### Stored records
──────

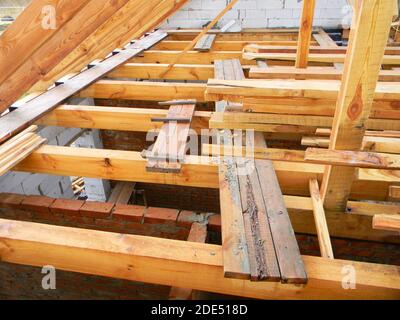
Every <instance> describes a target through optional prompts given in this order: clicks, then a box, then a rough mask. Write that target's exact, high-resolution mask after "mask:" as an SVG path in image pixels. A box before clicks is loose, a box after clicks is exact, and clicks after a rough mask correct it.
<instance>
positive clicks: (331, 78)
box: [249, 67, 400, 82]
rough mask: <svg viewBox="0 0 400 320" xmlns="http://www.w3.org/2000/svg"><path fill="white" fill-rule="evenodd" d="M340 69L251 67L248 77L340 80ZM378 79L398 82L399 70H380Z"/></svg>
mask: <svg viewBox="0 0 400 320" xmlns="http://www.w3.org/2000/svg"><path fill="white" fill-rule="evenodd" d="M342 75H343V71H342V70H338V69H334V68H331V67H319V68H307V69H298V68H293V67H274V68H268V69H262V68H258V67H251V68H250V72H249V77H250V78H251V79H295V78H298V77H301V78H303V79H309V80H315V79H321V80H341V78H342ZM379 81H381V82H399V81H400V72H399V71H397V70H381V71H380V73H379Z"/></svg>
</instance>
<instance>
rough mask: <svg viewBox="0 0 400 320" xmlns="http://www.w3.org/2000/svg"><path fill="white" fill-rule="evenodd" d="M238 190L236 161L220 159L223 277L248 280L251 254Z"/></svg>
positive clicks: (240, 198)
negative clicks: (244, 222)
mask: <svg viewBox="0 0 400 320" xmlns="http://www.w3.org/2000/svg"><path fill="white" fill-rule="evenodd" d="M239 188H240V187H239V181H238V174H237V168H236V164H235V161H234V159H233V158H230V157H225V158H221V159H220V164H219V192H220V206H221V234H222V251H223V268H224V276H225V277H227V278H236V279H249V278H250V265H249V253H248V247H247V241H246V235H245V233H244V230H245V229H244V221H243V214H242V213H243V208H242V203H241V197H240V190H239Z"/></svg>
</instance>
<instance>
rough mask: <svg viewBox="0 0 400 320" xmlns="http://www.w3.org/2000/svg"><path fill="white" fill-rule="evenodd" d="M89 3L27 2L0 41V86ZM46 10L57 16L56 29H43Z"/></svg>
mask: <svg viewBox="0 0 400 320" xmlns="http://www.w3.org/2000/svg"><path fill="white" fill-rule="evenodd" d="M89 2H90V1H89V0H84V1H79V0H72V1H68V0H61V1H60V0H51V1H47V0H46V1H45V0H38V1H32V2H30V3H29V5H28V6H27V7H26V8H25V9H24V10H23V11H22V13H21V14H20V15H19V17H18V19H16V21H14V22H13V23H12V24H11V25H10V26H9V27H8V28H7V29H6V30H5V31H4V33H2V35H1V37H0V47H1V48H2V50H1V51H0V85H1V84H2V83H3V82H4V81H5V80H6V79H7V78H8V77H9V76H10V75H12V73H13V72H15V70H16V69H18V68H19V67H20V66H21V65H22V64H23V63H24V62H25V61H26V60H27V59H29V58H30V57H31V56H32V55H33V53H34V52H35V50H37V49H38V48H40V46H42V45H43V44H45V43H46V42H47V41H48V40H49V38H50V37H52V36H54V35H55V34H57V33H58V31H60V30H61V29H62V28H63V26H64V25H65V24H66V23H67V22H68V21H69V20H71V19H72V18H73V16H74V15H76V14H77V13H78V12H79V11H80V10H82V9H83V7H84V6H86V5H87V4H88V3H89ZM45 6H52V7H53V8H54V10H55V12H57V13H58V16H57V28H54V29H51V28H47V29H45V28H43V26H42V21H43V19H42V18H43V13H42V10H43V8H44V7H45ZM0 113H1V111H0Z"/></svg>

──────

Each entry above should be printed again word for word, with any picture dropped.

### Your response
Every <instance> describes a target through optional prompts given in this order: clicks, then a box, then a rough mask. Write that target's exact, high-resolution mask after "mask:" as an SVG path in image pixels. A box before clicks is loose, a box after clicks is exact, and clicks after a rough mask correct it.
<instance>
positive clicks: (331, 78)
box: [249, 67, 400, 82]
rough mask: <svg viewBox="0 0 400 320" xmlns="http://www.w3.org/2000/svg"><path fill="white" fill-rule="evenodd" d="M340 69L251 67L248 77L340 80ZM378 79L398 82L399 70H380Z"/></svg>
mask: <svg viewBox="0 0 400 320" xmlns="http://www.w3.org/2000/svg"><path fill="white" fill-rule="evenodd" d="M342 75H343V71H342V70H338V69H334V68H331V67H319V68H307V69H298V68H293V67H274V68H268V69H262V68H258V67H251V68H250V72H249V77H250V78H251V79H295V78H298V77H301V78H303V79H309V80H315V79H321V80H341V78H342ZM379 81H381V82H399V81H400V72H399V71H397V70H381V71H380V73H379Z"/></svg>
</instance>
<instance>
rough mask: <svg viewBox="0 0 400 320" xmlns="http://www.w3.org/2000/svg"><path fill="white" fill-rule="evenodd" d="M238 190L236 161L220 159L223 277L248 280L251 254Z"/></svg>
positive clicks: (240, 198)
negative clicks: (244, 222)
mask: <svg viewBox="0 0 400 320" xmlns="http://www.w3.org/2000/svg"><path fill="white" fill-rule="evenodd" d="M239 188H240V187H239V181H238V174H237V168H236V164H235V161H234V159H233V158H230V157H225V158H221V159H220V164H219V192H220V206H221V234H222V251H223V268H224V276H225V277H227V278H236V279H249V278H250V265H249V253H248V247H247V241H246V235H245V233H244V230H245V229H244V221H243V214H242V213H243V208H242V203H241V197H240V190H239Z"/></svg>
</instance>
<instance>
rough mask: <svg viewBox="0 0 400 320" xmlns="http://www.w3.org/2000/svg"><path fill="white" fill-rule="evenodd" d="M89 3L27 2L0 41V86ZM46 10L57 16L56 29H43Z"/></svg>
mask: <svg viewBox="0 0 400 320" xmlns="http://www.w3.org/2000/svg"><path fill="white" fill-rule="evenodd" d="M89 2H90V1H89V0H84V1H79V0H72V1H68V0H61V1H60V0H51V1H47V0H46V1H45V0H38V1H32V2H30V3H29V5H28V6H27V7H26V8H25V9H24V10H23V11H22V13H21V14H20V15H19V17H18V19H16V21H14V22H13V23H12V24H11V25H10V26H9V27H8V28H7V29H6V30H5V31H4V33H2V35H1V37H0V47H1V48H2V50H1V51H0V85H1V84H2V83H3V82H4V81H5V80H6V79H7V78H8V77H9V76H10V75H12V73H13V72H15V70H16V69H18V68H19V67H20V66H21V65H22V64H23V63H24V62H25V61H26V60H27V59H29V58H30V57H31V56H32V55H33V53H34V52H35V50H37V49H38V48H40V46H42V45H43V44H45V43H46V42H47V41H48V40H49V38H50V37H52V36H54V35H55V34H57V33H58V31H60V30H61V29H62V28H63V26H64V25H65V24H66V23H67V22H68V21H69V20H71V19H72V18H73V16H74V15H76V14H77V13H78V12H79V11H80V10H82V9H83V7H84V6H86V5H87V4H88V3H89ZM45 6H52V7H53V8H54V10H55V12H57V13H58V16H57V28H54V29H51V28H47V29H45V28H43V26H42V21H43V19H42V18H43V13H42V10H43V8H44V7H45ZM0 113H1V111H0Z"/></svg>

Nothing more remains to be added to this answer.